Exercise text »
☆ ☆ ☆ ☆

Research priorities

The GDGs discussed future research and highlighted a number of priorities.

1. The effectiveness of fixed-dose combination TB treatment when compared to separate drug formulations in patients with DS-TB disease

  • Additional research on the reasons why FDC formulations did not show a clear benefit over separate drug formulations.
  • Pharmacokinetic studies of the bioavailability of FDCs versus separate drug formulations and better development of weight band categories for drug dosing.
  • The optimal dose of rifampicin, including the use of different drug formulations in all age groups.
  • Additional qualitative studies detailing adherence to medication.
  • Additional work on FDC formulations to further decrease the pill burden, especially among patients with comorbidities.

2. The use of steroids in the treatment regimen of extrapulmonary TB disease

  • The optimal steroid dose for TB meningitis (including different drug formulations).
  • The optimal steroid duration for TB meningitis and if this duration differs between different grades of meningitis.
  • The different effects of steroids on people who are HIV-positive or HIV-negative, or who are being treated (or not) with ART.

☆ ☆ ☆ ☆

Entries provided »
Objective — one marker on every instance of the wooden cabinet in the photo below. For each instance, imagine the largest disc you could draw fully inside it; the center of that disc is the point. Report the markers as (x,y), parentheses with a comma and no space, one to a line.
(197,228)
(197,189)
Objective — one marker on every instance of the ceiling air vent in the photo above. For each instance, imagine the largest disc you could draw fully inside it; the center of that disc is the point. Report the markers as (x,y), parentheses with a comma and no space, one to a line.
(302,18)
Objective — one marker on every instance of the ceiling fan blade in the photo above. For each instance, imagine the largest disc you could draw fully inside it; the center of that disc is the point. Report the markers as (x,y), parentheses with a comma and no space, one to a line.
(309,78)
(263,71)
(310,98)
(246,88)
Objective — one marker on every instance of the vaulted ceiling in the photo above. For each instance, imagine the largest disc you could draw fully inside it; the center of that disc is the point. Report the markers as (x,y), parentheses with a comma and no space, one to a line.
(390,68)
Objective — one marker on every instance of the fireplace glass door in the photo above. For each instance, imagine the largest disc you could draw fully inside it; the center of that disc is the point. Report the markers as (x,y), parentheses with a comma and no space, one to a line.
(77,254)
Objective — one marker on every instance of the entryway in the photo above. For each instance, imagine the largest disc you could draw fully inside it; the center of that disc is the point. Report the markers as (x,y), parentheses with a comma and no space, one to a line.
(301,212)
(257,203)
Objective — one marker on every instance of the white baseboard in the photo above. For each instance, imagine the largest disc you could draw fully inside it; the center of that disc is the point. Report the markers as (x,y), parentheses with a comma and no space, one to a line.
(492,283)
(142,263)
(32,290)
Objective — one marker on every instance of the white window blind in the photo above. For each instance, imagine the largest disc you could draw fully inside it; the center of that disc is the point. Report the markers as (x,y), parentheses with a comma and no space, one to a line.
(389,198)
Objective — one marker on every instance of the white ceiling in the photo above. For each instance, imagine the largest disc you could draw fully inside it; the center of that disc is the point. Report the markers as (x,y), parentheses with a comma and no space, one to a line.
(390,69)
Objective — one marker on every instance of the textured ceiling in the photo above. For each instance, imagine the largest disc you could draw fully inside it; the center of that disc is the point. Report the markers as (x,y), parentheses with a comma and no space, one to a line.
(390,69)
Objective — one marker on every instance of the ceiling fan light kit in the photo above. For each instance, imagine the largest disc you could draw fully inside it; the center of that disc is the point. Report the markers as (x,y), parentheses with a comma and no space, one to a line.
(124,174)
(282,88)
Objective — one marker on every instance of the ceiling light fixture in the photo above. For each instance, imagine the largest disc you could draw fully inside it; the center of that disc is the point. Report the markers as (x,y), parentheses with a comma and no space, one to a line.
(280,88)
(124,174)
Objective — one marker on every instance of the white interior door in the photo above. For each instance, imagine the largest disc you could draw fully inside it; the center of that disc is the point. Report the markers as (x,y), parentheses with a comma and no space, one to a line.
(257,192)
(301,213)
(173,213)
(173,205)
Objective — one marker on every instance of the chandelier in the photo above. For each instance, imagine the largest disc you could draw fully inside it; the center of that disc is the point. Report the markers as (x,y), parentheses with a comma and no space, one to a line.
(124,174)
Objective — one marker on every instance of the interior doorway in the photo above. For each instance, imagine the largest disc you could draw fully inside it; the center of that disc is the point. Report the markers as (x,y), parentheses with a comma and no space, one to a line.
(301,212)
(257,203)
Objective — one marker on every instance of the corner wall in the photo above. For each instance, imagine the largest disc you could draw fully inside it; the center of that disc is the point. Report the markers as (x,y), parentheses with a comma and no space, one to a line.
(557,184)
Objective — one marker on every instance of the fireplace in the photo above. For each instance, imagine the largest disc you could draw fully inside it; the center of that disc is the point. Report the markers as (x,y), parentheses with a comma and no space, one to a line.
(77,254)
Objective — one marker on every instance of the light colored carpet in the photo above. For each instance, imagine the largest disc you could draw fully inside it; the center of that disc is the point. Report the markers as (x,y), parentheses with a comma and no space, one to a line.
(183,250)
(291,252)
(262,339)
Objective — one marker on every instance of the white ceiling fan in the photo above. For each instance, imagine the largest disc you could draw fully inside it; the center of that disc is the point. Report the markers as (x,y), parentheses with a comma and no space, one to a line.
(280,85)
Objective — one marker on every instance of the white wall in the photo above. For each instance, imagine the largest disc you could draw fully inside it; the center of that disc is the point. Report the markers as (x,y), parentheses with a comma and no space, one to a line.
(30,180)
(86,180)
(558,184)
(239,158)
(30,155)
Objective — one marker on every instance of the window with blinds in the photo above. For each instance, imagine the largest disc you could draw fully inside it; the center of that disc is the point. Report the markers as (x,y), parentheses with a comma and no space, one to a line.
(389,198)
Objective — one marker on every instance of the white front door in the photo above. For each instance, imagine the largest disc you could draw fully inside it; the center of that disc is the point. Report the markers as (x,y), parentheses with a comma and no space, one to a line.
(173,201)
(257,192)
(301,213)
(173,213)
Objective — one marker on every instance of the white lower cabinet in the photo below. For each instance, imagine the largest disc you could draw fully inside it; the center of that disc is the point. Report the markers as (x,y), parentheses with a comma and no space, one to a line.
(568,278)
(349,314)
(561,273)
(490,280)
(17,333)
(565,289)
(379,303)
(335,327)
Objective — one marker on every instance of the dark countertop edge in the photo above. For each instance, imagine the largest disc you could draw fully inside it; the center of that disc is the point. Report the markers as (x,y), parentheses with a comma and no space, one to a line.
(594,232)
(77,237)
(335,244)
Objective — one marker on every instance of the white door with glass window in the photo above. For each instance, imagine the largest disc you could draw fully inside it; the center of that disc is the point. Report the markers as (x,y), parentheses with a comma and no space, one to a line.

☆ ☆ ☆ ☆

Requirement »
Reproduce the research priorities text word for word, in full.

Response »
Research priorities

The GDGs discussed future research and highlighted a number of priorities.

1. The effectiveness of fixed-dose combination TB treatment when compared to separate drug formulations in patients with DS-TB disease

  • Additional research on the reasons why FDC formulations did not show a clear benefit over separate drug formulations.
  • Pharmacokinetic studies of the bioavailability of FDCs versus separate drug formulations and better development of weight band categories for drug dosing.
  • The optimal dose of rifampicin, including the use of different drug formulations in all age groups.
  • Additional qualitative studies detailing adherence to medication.
  • Additional work on FDC formulations to further decrease the pill burden, especially among patients with comorbidities.

2. The use of steroids in the treatment regimen of extrapulmonary TB disease

  • The optimal steroid dose for TB meningitis (including different drug formulations).
  • The optimal steroid duration for TB meningitis and if this duration differs between different grades of meningitis.
  • The different effects of steroids on people who are HIV-positive or HIV-negative, or who are being treated (or not) with ART.